_SET PROBLEM:_
Copy the entries below word for word, leaving out the pictures.

_DATA ENTRIES:_
'''

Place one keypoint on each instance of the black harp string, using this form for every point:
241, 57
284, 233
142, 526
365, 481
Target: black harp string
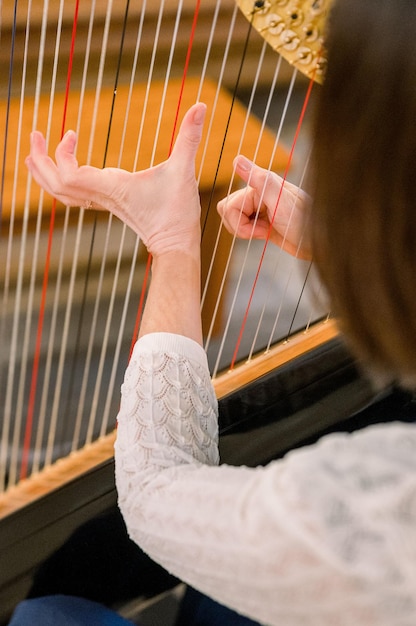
233, 99
81, 317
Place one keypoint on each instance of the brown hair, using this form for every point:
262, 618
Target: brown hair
363, 226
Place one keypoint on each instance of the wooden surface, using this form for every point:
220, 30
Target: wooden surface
131, 144
76, 464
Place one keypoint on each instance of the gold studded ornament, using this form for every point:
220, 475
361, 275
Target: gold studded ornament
294, 28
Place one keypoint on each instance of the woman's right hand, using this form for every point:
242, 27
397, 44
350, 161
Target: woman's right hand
268, 208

'''

_EXERCISE ANSWER:_
Place one keypoint on each instance of the black harp string, using this form for every point:
241, 57
284, 233
142, 526
365, 481
Target: black harp string
233, 99
81, 317
Place one keypoint on each instance of the brown hair, using this form for every point:
262, 618
Target: brown hair
363, 226
Place one keypoint on each instance of the wooden surface, using this form for every point:
220, 30
Target: wooden surface
131, 144
76, 464
Place one keypoint on each instance of the gold studded ornament, using this form for every point:
220, 475
361, 275
Target: gold studded ornament
294, 28
Place one keypoint on each instance of the woman's right hand, using this form for every point:
242, 27
397, 44
350, 161
Target: woman's right hand
268, 208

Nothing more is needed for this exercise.